What you need to do – Transcribe every entry word for word, but drop the pictures.

(Referring expression pointing data)
....................

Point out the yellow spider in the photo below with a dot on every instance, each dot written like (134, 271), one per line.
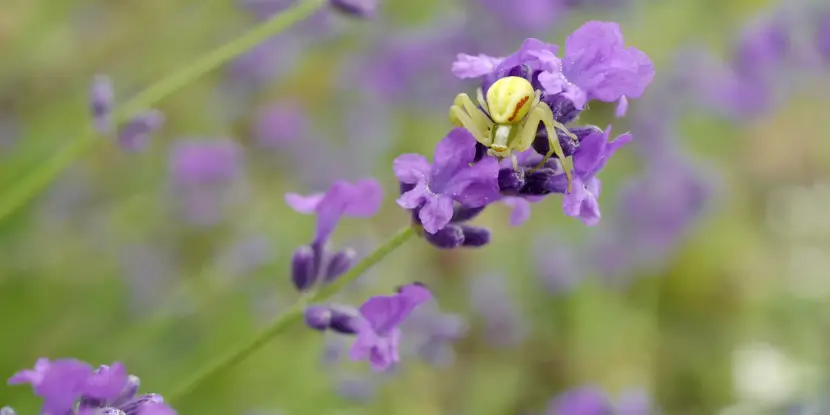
(516, 111)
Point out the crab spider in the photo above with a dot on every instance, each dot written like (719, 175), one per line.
(508, 121)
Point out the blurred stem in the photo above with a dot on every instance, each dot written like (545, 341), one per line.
(293, 314)
(32, 183)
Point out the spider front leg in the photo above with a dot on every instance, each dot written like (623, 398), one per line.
(542, 113)
(465, 114)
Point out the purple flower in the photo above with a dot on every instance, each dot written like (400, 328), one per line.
(449, 179)
(102, 101)
(581, 401)
(378, 335)
(591, 156)
(71, 387)
(361, 199)
(597, 65)
(358, 8)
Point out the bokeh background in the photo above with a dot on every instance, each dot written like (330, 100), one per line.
(704, 288)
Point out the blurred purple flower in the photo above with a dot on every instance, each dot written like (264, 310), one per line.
(591, 156)
(581, 401)
(449, 179)
(503, 321)
(71, 387)
(102, 101)
(361, 199)
(597, 65)
(378, 335)
(207, 178)
(135, 134)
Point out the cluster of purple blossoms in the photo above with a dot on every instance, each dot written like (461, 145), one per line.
(591, 400)
(461, 181)
(135, 134)
(72, 387)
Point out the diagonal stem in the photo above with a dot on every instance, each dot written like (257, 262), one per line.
(293, 314)
(35, 181)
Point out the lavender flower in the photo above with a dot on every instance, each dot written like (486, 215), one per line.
(450, 179)
(361, 199)
(375, 324)
(597, 65)
(591, 156)
(591, 400)
(102, 101)
(378, 335)
(135, 134)
(206, 178)
(72, 387)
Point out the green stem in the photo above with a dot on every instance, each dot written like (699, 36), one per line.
(33, 183)
(293, 314)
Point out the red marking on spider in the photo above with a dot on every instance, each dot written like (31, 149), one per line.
(518, 107)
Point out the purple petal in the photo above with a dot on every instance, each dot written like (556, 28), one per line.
(304, 204)
(622, 107)
(436, 212)
(582, 401)
(414, 198)
(468, 66)
(521, 210)
(107, 382)
(475, 185)
(411, 168)
(597, 61)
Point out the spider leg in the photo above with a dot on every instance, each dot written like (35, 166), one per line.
(481, 100)
(553, 140)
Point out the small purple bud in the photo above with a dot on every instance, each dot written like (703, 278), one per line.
(539, 182)
(463, 213)
(135, 135)
(511, 181)
(102, 100)
(449, 237)
(339, 263)
(342, 319)
(475, 236)
(357, 8)
(318, 317)
(302, 268)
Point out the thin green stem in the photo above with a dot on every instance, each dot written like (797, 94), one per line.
(293, 314)
(34, 182)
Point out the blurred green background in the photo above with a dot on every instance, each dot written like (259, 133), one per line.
(100, 267)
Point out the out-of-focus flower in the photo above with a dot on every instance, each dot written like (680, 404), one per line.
(72, 387)
(503, 321)
(449, 179)
(102, 101)
(376, 324)
(135, 134)
(206, 176)
(591, 400)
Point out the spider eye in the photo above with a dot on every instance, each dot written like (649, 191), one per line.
(509, 99)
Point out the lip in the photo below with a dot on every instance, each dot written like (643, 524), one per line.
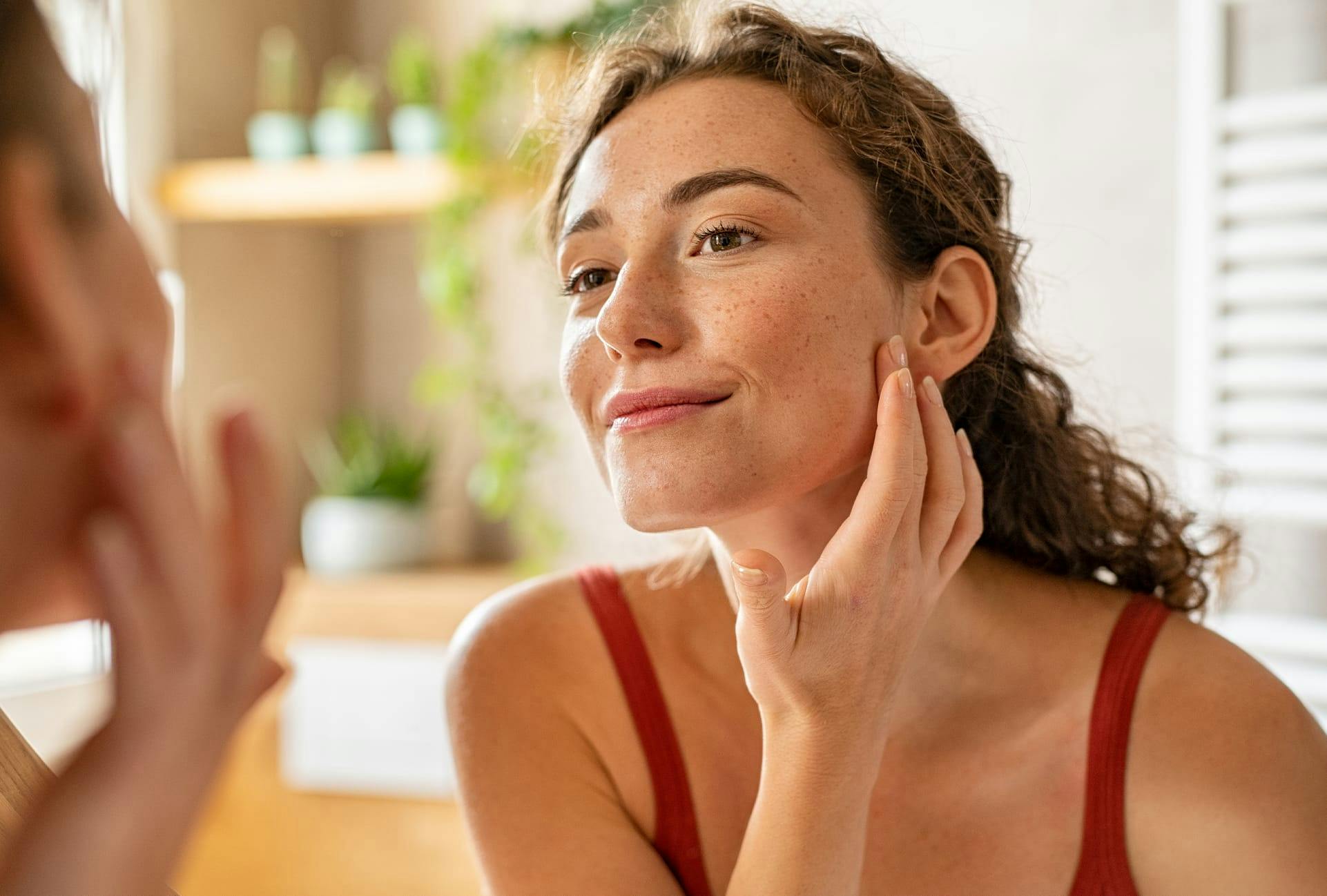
(630, 408)
(661, 414)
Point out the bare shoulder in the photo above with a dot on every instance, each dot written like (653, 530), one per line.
(1226, 769)
(523, 636)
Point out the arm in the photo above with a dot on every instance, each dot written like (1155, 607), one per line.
(1228, 778)
(187, 602)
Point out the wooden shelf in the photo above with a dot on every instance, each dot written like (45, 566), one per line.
(376, 186)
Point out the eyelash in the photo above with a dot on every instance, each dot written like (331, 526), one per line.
(719, 227)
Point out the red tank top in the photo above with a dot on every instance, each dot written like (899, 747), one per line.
(1103, 867)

....................

Problem solution –
Point out the yellow spider in the photo below with a dot on every instance, each dot written like (134, 271), one per line.
(516, 111)
Point out the crab spider in the photo above with a dot on every instance, each dot written like (719, 175), one per line.
(508, 121)
Point out the blurred stem in the photo above with a dot on every instance, each dot written like (545, 341), one per line.
(293, 314)
(32, 183)
Point out the spider front leg in the photo above with a dot on every instance, each dot written like (623, 398), one per line.
(542, 113)
(465, 114)
Point out the purple flower in the photo above with a dot on every instance, each dot written like (400, 328), one per line.
(449, 179)
(102, 101)
(581, 401)
(378, 335)
(591, 156)
(71, 387)
(361, 199)
(597, 65)
(358, 8)
Point out the bokeh background in the photo above with a dot on every instance, each dot written like (330, 100), one per line.
(704, 288)
Point out the blurred purple flower in the photo above with a dot on every instance, each dot written like (264, 310), one per line.
(591, 156)
(581, 401)
(449, 179)
(503, 321)
(71, 387)
(102, 101)
(361, 199)
(597, 65)
(378, 335)
(207, 178)
(135, 134)
Point out the cluster of purple blossoms in the photo above with a dot on every instance, each dot written like (461, 145), one per line.
(591, 400)
(461, 181)
(135, 134)
(72, 387)
Point out the diagonal stem in the photo above with a dot on every instance, each dot written like (257, 262), one per line.
(293, 314)
(35, 181)
Point out the lavender flower in the photo above with a dot on every instance, each dot written like (486, 215), one per line.
(450, 179)
(361, 199)
(375, 324)
(597, 65)
(591, 156)
(591, 400)
(102, 101)
(378, 335)
(135, 134)
(206, 178)
(72, 387)
Point out the green stem in the photo above with a dot on every instance, each dot written like (699, 36), one per line.
(33, 183)
(293, 314)
Point out the red marking on spider in the photo above with a dot on every instance, each dot written like (31, 149), one per line.
(518, 107)
Point out the purple petal in the photo above with a dot on every instance, each dot written like (556, 28), one per line.
(304, 204)
(622, 107)
(436, 212)
(582, 401)
(414, 198)
(468, 66)
(521, 210)
(107, 382)
(475, 185)
(411, 168)
(597, 61)
Point out the spider leg in the photo above with a dot on every instance, each dot written like (35, 166), one per line.
(481, 100)
(553, 140)
Point out the small purple bud in the photo above with a dot on every instance, each dot written like (703, 278), one per line.
(539, 182)
(463, 213)
(135, 135)
(511, 181)
(102, 100)
(449, 237)
(339, 263)
(342, 319)
(475, 236)
(357, 8)
(318, 317)
(302, 268)
Point out the thin green stem in the photo above with a dot on every instance, each dot written like (797, 94), one per line.
(293, 314)
(34, 182)
Point out the blurred green background in the photo above with a dot on every instance, each dot written like (259, 133), one per line.
(100, 267)
Point out the out-of-focus flower in the photo above with a dot on every instance, each dot written like (680, 404), one per line.
(72, 387)
(503, 321)
(449, 179)
(102, 101)
(376, 324)
(135, 134)
(206, 176)
(591, 400)
Point out the spider eye in the photo above with a dot on every instance, each dot written like (649, 191), one per line.
(509, 99)
Point out the lip in the photo below with a dot on every instance, each dot written like (643, 524), one per line.
(630, 408)
(661, 414)
Point out the bare shoulder in the photo above with a dot on every instance, each dot written like (653, 530), one per line.
(1226, 769)
(523, 636)
Point out the arm in the photo above with a dot on every instance, each dot written like (1155, 607), one per line.
(1228, 778)
(187, 602)
Point out the wooden shelf in the photo above with a dot on every instance, each dot written like (45, 566), one per line.
(376, 186)
Point out the eyelash in the photo above with a dot on every instance, each dot written like (331, 526), one per line.
(719, 227)
Point out the red tank top in the photo above with a dot on every instance, each dot written like (899, 747), one per line.
(1103, 867)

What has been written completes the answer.